— start Source records —

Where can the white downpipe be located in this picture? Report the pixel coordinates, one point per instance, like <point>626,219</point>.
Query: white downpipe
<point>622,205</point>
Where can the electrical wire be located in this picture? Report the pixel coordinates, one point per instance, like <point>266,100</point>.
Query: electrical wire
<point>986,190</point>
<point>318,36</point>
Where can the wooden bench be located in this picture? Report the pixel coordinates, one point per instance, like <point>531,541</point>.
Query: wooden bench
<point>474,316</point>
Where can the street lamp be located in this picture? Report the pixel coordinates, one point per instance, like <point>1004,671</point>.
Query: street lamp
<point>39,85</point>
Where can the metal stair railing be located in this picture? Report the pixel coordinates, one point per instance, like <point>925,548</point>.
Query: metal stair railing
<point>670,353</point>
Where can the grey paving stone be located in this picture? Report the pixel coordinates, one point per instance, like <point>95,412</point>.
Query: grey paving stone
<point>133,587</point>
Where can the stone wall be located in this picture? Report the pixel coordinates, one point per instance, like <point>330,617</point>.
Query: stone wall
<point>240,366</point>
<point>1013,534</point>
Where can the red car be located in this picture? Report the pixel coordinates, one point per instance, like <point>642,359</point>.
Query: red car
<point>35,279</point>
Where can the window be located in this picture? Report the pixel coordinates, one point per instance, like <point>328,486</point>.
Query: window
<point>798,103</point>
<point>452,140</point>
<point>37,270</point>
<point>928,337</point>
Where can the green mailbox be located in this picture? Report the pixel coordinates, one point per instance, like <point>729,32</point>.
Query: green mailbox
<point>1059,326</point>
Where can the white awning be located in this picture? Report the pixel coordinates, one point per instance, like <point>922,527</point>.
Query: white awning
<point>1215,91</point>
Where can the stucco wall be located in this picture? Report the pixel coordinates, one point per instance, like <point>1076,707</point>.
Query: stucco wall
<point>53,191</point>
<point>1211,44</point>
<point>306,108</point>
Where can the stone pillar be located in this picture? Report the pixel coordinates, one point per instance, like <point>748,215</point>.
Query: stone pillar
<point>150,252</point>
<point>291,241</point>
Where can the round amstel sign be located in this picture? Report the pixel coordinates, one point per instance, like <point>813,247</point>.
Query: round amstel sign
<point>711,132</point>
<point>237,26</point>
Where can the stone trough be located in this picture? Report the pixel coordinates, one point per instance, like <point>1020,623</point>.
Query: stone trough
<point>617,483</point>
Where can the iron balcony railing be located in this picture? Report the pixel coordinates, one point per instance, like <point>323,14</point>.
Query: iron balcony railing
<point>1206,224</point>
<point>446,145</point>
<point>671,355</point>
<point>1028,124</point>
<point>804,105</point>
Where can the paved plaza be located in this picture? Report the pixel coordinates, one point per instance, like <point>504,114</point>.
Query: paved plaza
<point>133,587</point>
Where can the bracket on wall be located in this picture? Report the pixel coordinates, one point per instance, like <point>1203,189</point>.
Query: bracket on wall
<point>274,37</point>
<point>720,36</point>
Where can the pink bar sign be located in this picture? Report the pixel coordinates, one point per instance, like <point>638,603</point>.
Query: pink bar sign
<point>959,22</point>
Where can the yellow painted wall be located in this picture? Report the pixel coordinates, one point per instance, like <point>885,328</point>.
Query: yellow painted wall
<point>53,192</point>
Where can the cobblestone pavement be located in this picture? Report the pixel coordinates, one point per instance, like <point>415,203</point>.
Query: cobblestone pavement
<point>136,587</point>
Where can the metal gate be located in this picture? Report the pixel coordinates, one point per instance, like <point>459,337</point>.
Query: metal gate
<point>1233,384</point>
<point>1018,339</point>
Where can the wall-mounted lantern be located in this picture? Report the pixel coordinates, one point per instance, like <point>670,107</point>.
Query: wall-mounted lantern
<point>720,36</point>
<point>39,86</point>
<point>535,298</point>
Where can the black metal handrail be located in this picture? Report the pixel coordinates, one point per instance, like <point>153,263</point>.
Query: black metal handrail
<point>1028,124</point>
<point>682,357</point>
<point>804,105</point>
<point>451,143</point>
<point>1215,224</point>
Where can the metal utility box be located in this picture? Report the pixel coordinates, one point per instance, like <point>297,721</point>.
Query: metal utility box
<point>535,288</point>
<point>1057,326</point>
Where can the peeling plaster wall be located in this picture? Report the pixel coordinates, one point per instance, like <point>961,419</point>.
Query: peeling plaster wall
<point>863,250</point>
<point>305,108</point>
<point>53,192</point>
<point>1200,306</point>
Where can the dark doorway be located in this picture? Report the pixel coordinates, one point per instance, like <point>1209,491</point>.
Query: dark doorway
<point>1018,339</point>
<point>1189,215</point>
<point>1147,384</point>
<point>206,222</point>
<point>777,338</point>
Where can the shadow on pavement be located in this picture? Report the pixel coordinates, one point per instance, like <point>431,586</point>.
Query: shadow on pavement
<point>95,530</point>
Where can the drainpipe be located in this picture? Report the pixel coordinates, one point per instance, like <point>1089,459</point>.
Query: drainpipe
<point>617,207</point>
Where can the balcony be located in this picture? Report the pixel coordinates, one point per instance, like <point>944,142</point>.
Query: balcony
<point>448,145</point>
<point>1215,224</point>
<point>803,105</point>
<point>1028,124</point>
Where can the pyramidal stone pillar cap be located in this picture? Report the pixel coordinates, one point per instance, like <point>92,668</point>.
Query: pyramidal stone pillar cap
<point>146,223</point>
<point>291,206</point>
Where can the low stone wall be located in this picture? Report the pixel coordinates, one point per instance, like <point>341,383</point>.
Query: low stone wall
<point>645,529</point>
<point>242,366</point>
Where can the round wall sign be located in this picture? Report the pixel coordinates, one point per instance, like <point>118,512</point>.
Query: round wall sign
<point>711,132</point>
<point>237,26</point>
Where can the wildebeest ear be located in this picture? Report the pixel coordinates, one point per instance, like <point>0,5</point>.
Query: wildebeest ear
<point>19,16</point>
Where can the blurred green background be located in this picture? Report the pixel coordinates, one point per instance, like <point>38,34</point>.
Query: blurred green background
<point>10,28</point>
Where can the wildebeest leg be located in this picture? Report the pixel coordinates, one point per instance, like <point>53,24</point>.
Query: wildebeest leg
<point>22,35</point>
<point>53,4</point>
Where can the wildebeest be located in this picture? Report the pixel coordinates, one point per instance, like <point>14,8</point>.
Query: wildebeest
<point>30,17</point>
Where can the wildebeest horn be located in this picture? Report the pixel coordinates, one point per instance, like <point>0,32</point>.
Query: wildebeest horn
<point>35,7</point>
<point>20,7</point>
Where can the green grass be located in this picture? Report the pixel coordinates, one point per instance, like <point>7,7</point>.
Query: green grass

— end Source records —

◆ The problem
Add 48 to every coordinate in the answers, and write out everything from the line containing "Where can the street" down to the line containing "<point>928,337</point>", both ends included. Keep every other line in that span unchanged, including the sample coordinates.

◆ Written solution
Where can the street lamp be located in this picture? Report the pixel coordinates, one point per instance, like <point>1004,671</point>.
Query: street lamp
<point>87,133</point>
Where can the metal stair railing be located in this picture? Report the pixel coordinates, one point per instance, like <point>925,548</point>.
Query: metal stair railing
<point>718,401</point>
Where can the grey paving stone be located in this picture? Report the pixel coordinates, one point per instance, like <point>95,412</point>.
Query: grey paving stone
<point>181,635</point>
Where can the stone wall be located in this picture? Report the pixel coordinates, one point per instance, like <point>330,617</point>.
Query: stone wall
<point>288,414</point>
<point>1061,582</point>
Where can the red car be located in this picture? Report the pixel coordinates, one point per instance, like <point>642,359</point>.
Query: red car
<point>83,327</point>
Where can the window be located in this picture? Report the pixel coordinates, one point per instance, like <point>328,486</point>.
Query: window
<point>846,151</point>
<point>500,188</point>
<point>85,318</point>
<point>976,385</point>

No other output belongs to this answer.